→ TEXT FOR ANALYSIS

= = = = = = =

The CMF does not (1) perform R&D, (2) execute any prototype project, (3) select performers of technical projects, or (4) co-fund technical projects. In short, it merely performs administrative functions on behalf of the government contracting office for which it takes a percentage tax of the government funds flowing to the sub-contracted technical performer. The CMF is a support services contractor administering an ID/IQ (or multiple award task order) contract on behalf of the government contracting office. The CMF also receives payments from the members of the so-called consortium. It is paid by both sides of the negotiation of project agreements in which it is involved, which creates a conflict of interest. I have tried to get government folks to recognize these problems. A few contracting organizations have listened. Senior officials and their lawyers have ignored this problem.

There is much more that could be said about this dysfunctional use of “consortium” OTs, including that they could be easily reformed, but I will desist expecting little to change.   

SI hosts a podcast, “Innovation in Government Business.” How did that get started? What are some of your favorite episodes?

We initially added videos to the website with some relatively high quality production which was something of a logistical challenge. We followed up with interviews, basically podcasts, using Zoom. The audio-only version, Innovation in Government Business, is just a practical follow-on to those earlier efforts.

= = = = = = =

→ WORK INSTRUCTIONS
1 – Update the stretch of the interview from "We initially added" through "those earlier efforts.", putting "Microsoft Teams" in place of "Zoom".
2 – List the four things the interview says the CMF does not do.
3 – Continue the interview from the point where it stops.
The lines after the interview are not needed for any task.

[Image point grounding data]
= = = = = = =

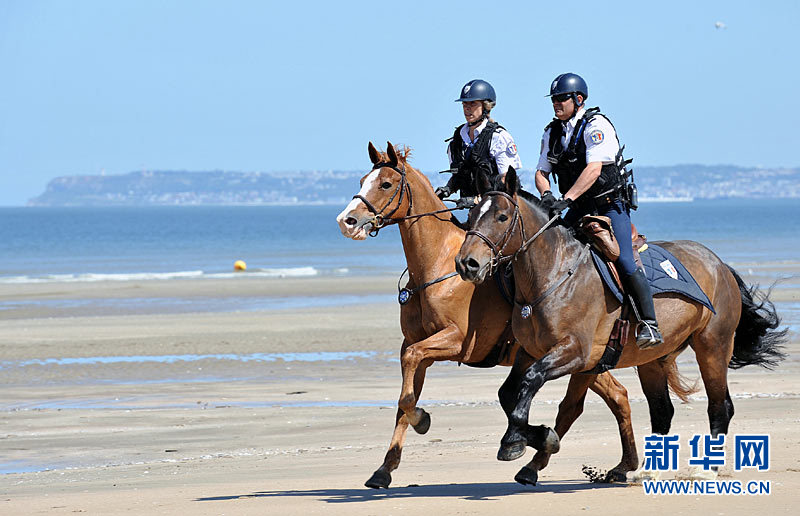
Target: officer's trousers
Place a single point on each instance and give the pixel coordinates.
(621, 223)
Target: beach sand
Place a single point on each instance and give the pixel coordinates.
(111, 398)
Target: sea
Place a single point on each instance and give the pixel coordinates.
(77, 244)
(58, 246)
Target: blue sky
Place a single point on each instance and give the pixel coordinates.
(91, 86)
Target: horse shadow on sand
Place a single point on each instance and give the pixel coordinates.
(468, 491)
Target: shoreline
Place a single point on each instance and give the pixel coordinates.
(289, 411)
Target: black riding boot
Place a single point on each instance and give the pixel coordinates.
(647, 333)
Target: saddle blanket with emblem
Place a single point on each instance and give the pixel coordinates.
(665, 273)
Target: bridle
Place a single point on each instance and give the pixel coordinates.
(379, 219)
(497, 248)
(498, 257)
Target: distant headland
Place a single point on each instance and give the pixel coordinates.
(169, 188)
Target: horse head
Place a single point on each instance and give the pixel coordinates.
(385, 195)
(495, 234)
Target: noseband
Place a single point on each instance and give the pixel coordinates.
(379, 219)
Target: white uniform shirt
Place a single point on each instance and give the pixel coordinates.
(502, 148)
(599, 136)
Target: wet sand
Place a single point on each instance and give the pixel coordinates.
(136, 410)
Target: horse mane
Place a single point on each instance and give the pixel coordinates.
(403, 153)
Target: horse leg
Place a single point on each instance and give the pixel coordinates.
(713, 362)
(414, 360)
(382, 476)
(653, 379)
(713, 358)
(569, 410)
(615, 396)
(567, 357)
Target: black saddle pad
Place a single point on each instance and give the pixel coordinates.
(665, 273)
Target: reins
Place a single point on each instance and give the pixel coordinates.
(516, 219)
(380, 221)
(498, 248)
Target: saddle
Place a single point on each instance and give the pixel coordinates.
(597, 229)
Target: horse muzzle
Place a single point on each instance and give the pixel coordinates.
(354, 225)
(471, 269)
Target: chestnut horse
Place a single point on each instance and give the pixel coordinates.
(563, 313)
(452, 319)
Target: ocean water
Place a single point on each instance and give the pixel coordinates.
(151, 243)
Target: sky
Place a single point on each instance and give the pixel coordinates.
(91, 87)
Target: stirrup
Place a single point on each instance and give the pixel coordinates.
(648, 335)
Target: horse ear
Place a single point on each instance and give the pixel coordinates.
(483, 183)
(374, 155)
(512, 182)
(392, 154)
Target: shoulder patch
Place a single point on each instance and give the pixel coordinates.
(596, 136)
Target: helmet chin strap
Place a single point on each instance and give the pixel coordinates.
(479, 120)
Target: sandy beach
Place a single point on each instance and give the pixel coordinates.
(118, 403)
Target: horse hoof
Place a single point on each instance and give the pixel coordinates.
(615, 475)
(379, 480)
(527, 476)
(551, 443)
(424, 423)
(511, 451)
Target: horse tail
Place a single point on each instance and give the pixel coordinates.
(678, 383)
(758, 341)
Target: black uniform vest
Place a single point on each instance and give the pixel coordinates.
(569, 163)
(472, 162)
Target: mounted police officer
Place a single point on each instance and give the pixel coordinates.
(479, 145)
(581, 150)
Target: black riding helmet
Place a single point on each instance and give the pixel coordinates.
(477, 90)
(569, 83)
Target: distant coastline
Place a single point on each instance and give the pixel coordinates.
(666, 199)
(680, 183)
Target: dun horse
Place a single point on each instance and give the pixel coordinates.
(451, 319)
(563, 314)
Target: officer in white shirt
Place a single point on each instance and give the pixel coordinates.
(580, 149)
(479, 147)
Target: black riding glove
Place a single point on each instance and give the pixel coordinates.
(559, 206)
(548, 199)
(465, 202)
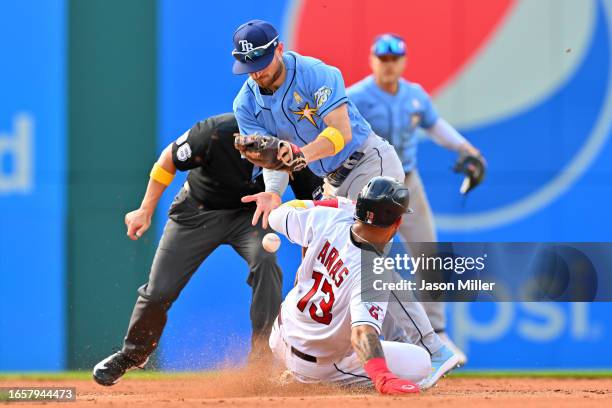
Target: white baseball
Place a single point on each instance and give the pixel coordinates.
(270, 242)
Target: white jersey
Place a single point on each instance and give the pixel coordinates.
(318, 313)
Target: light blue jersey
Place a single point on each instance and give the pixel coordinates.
(296, 110)
(395, 117)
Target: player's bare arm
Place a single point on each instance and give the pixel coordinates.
(333, 138)
(366, 343)
(139, 221)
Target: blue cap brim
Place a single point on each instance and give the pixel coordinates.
(252, 66)
(382, 54)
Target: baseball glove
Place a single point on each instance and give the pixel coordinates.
(270, 152)
(474, 169)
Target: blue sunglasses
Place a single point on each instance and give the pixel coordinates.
(389, 45)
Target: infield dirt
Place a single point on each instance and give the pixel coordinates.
(252, 389)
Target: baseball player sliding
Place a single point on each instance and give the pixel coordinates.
(293, 112)
(329, 325)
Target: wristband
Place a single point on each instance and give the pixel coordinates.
(333, 135)
(161, 175)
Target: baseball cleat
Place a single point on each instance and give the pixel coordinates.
(442, 362)
(108, 371)
(449, 343)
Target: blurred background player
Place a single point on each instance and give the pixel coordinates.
(396, 109)
(327, 311)
(206, 213)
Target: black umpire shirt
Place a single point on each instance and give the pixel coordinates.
(218, 176)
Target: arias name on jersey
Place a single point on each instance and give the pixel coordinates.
(333, 263)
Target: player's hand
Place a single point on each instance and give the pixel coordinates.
(266, 202)
(467, 149)
(137, 222)
(389, 383)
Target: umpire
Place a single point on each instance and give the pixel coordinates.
(206, 213)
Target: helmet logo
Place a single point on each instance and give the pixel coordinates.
(369, 217)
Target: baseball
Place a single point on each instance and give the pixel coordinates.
(270, 242)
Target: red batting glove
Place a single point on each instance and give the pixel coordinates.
(385, 381)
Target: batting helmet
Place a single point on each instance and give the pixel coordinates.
(382, 201)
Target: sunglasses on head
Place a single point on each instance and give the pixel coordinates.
(388, 45)
(256, 52)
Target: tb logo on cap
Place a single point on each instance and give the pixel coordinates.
(246, 46)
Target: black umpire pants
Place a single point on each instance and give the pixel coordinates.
(190, 235)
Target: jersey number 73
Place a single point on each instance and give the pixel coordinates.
(326, 288)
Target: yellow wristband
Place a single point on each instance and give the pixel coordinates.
(161, 175)
(333, 135)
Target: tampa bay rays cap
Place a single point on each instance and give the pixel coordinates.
(254, 45)
(389, 44)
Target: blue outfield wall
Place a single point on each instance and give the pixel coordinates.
(32, 185)
(209, 323)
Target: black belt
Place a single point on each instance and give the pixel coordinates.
(303, 356)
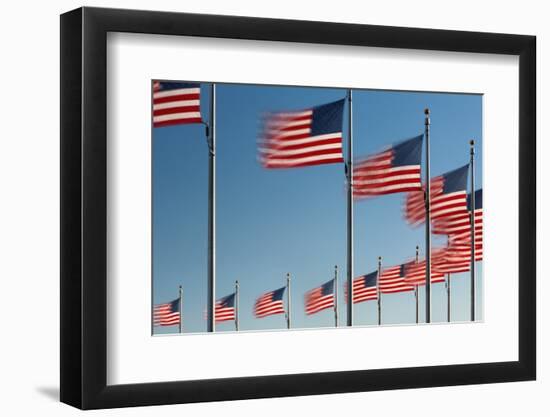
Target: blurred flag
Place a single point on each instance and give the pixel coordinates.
(320, 298)
(176, 103)
(302, 138)
(167, 314)
(365, 288)
(459, 223)
(395, 170)
(270, 303)
(453, 259)
(447, 197)
(392, 280)
(415, 272)
(225, 308)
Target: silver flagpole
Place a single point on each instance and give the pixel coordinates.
(349, 172)
(472, 234)
(288, 310)
(181, 310)
(449, 298)
(416, 289)
(212, 212)
(378, 294)
(237, 306)
(335, 292)
(428, 220)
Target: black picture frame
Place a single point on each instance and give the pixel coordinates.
(84, 207)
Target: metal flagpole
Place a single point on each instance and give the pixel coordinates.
(378, 294)
(416, 289)
(237, 305)
(349, 174)
(428, 221)
(448, 297)
(212, 211)
(181, 310)
(335, 292)
(472, 234)
(288, 311)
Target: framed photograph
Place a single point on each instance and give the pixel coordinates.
(258, 208)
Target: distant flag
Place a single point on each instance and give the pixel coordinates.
(167, 314)
(452, 259)
(176, 103)
(392, 280)
(225, 308)
(320, 298)
(464, 237)
(270, 303)
(447, 197)
(415, 272)
(365, 288)
(459, 223)
(302, 138)
(394, 170)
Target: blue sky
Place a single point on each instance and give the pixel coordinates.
(270, 222)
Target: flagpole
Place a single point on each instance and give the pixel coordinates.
(416, 289)
(237, 306)
(448, 297)
(335, 292)
(349, 172)
(288, 311)
(181, 309)
(378, 294)
(428, 221)
(472, 234)
(212, 211)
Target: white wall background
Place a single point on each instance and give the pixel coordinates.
(29, 206)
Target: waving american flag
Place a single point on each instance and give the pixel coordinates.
(394, 170)
(302, 138)
(447, 197)
(176, 103)
(167, 314)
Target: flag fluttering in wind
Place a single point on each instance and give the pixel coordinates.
(394, 170)
(176, 103)
(303, 138)
(320, 298)
(415, 272)
(459, 224)
(167, 314)
(270, 303)
(365, 288)
(225, 308)
(447, 197)
(463, 237)
(392, 280)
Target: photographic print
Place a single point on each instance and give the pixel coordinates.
(268, 200)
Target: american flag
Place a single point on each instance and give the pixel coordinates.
(394, 170)
(176, 103)
(365, 288)
(270, 303)
(302, 138)
(447, 197)
(320, 298)
(392, 280)
(415, 273)
(167, 314)
(459, 223)
(225, 308)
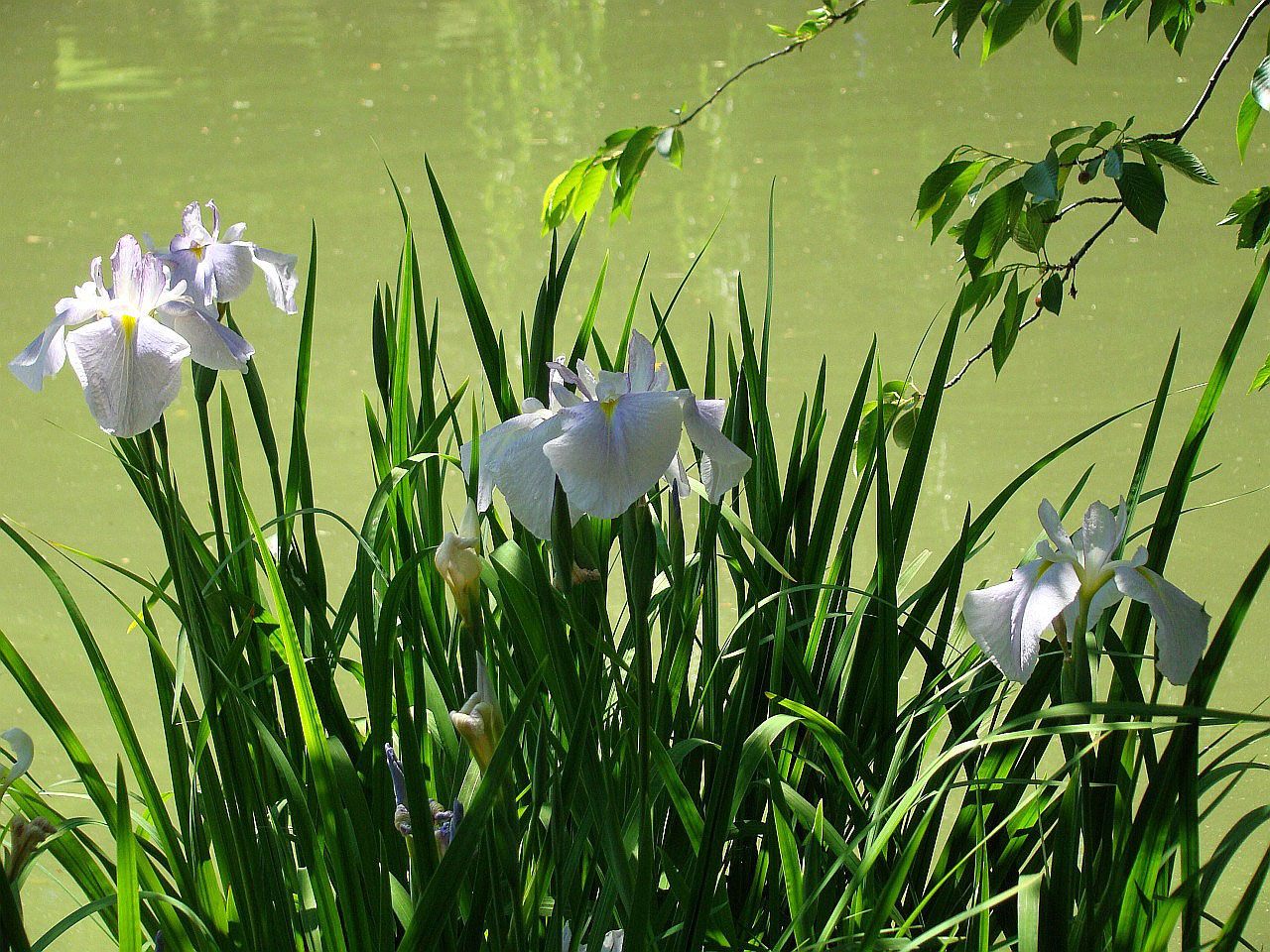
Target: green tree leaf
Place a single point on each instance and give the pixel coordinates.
(1006, 22)
(1066, 33)
(1052, 294)
(1262, 377)
(1261, 84)
(1250, 111)
(1042, 178)
(1007, 325)
(1114, 163)
(1179, 158)
(1143, 193)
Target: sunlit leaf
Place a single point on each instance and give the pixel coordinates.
(1143, 193)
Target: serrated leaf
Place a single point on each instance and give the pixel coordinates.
(903, 428)
(1066, 33)
(952, 197)
(1248, 114)
(1042, 178)
(937, 184)
(1179, 158)
(1261, 84)
(1069, 135)
(1143, 194)
(1114, 163)
(1052, 294)
(1006, 22)
(989, 222)
(1007, 326)
(865, 435)
(1262, 377)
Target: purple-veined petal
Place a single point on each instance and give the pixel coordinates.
(229, 268)
(1055, 530)
(211, 343)
(45, 356)
(1182, 622)
(126, 270)
(23, 753)
(42, 357)
(191, 226)
(722, 462)
(611, 453)
(280, 277)
(130, 373)
(587, 379)
(1007, 620)
(1101, 534)
(640, 362)
(677, 477)
(512, 458)
(216, 218)
(611, 385)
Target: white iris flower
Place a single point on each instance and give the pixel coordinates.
(127, 354)
(23, 753)
(607, 440)
(221, 268)
(1078, 578)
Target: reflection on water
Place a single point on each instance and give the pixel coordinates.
(105, 79)
(119, 113)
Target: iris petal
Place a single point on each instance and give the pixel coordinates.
(1182, 622)
(512, 458)
(230, 270)
(1100, 537)
(211, 343)
(280, 277)
(611, 453)
(130, 376)
(722, 462)
(1007, 620)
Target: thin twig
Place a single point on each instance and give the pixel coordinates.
(797, 45)
(1069, 268)
(1216, 73)
(1078, 204)
(984, 350)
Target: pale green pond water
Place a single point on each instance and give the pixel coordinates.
(116, 114)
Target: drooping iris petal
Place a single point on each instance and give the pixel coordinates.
(611, 452)
(1100, 602)
(46, 354)
(1182, 622)
(42, 357)
(130, 370)
(225, 271)
(1055, 530)
(1101, 535)
(640, 363)
(280, 277)
(512, 458)
(677, 477)
(211, 343)
(722, 462)
(126, 268)
(1007, 620)
(23, 752)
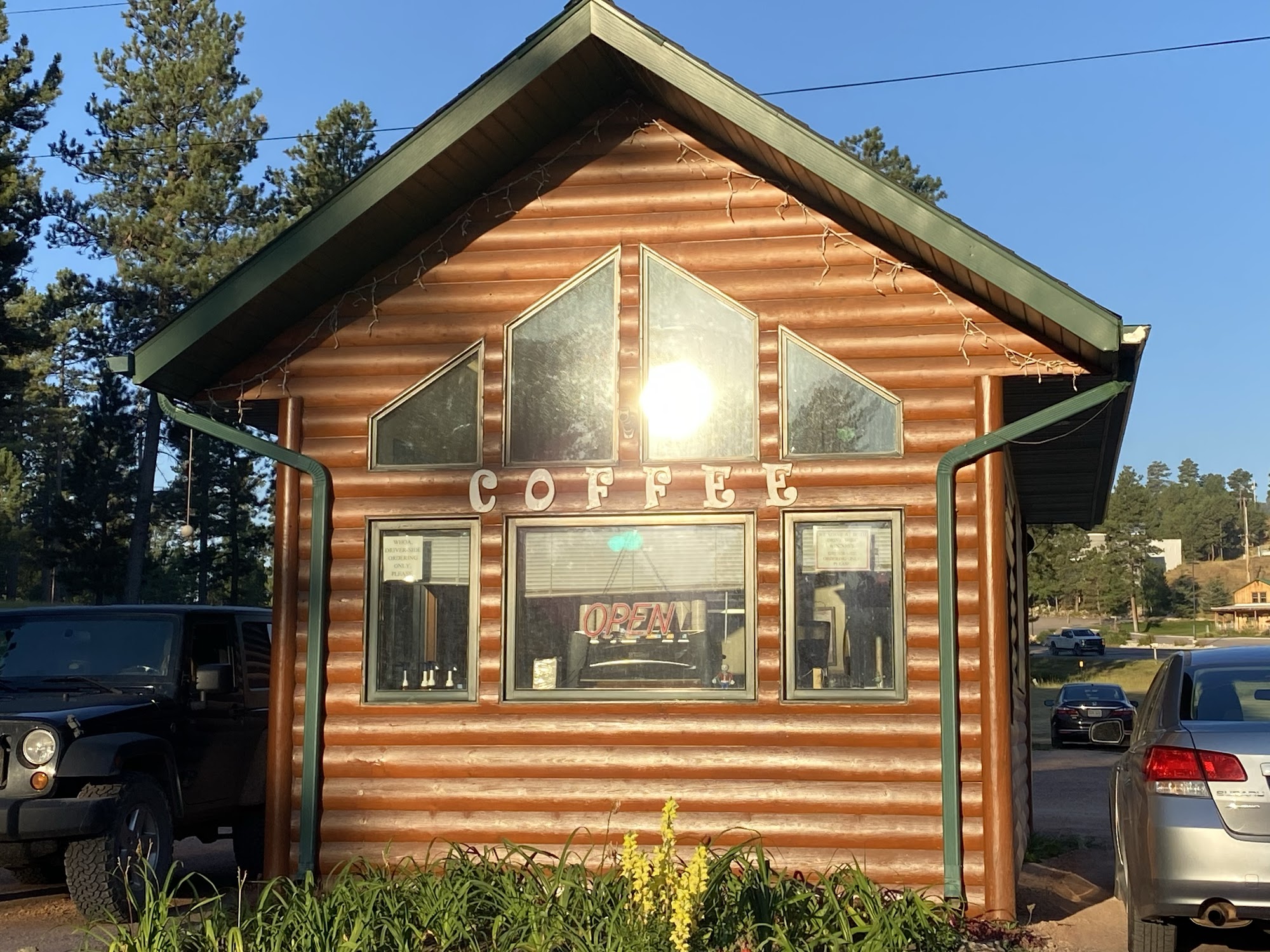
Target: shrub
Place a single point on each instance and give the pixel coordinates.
(520, 901)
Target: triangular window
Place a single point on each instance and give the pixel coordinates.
(435, 423)
(562, 385)
(700, 397)
(827, 409)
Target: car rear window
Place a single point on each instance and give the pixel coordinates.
(1227, 695)
(1093, 692)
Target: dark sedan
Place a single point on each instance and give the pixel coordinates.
(1080, 708)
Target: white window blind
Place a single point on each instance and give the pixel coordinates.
(596, 560)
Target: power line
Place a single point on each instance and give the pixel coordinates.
(100, 150)
(59, 10)
(777, 93)
(1017, 67)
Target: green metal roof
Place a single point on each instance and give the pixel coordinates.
(585, 58)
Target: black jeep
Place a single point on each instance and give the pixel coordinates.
(123, 731)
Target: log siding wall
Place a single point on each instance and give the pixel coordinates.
(824, 783)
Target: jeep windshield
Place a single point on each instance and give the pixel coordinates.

= = = = = = =

→ WRITTEN RESPONSES
1 –
We initially added videos to the website with some relatively high quality production which was something of a logistical challenge. We followed up with interviews, basically podcasts, using Microsoft Teams. The audio-only version, Innovation in Government Business, is just a practical follow-on to those earlier efforts.

2 –
- Perform R&D
- Execute any prototype project
- Select performers of technical projects
- Co-fund technical projects

3 –
I think the podcast exploring the concept of “institutional corruption” gives acquisition professionals something to think about. Accelerating acquisition with Bill Greenwalt addressed speed to capability as an important discipline. The podcast with Raj Shah, the first successful director of the Defense Innovation Unit, brought out that he had to personally purchase and strap to his thigh a moving map display while flying his F-16 near the Iranian border to keep from creating an international incident (or getting shot down). DOD was years behind the commercial market. I had fun talking about events in the World War II Pacific air war and its lessons for modern acquisition. Also, it is not a podcast but our video on milestone payments is one I particularly like.   

Do you have any advice for students and alumni interested in learning more about OTs and potential employment opportunities related to this growing area of the law?

First, I would say be aware that misinformation about OTs is rife. The “frozen middle” bureaucrats and even senior leadership are among the misinformed. OTs are not merely a “work around of the FAR,” “another tool in the tool kit,” or something scary and too hard to use. Rather than compliance with a myriad of rules, OTs start with applying critical thought. Give thought to questions such as what problem we are trying to solve, what potential solutions are out there, and what goals might solve the problem. Break down the paradigm that requirements should always precede and be separate from acquisition, as well as other encumbrances based on traditional government procurement thinking.

The above cryptic comments are easier said than done. Ways to learn what OTs can accomplish include obtaining a good OT education, experience in the private sector outside government’s kept cadre of contractors—especially with companies that are primarily commercial but, out of patriotism, would like to engage at the level of R&D (not just product sales) with the government—and experiential learning in a real life environment at places like the Defense Innovation Unit (DIU), DARPA, and a few other organizations. Caution: even in some of the most advanced government organizations, the full potential of OTs is not currently being realized.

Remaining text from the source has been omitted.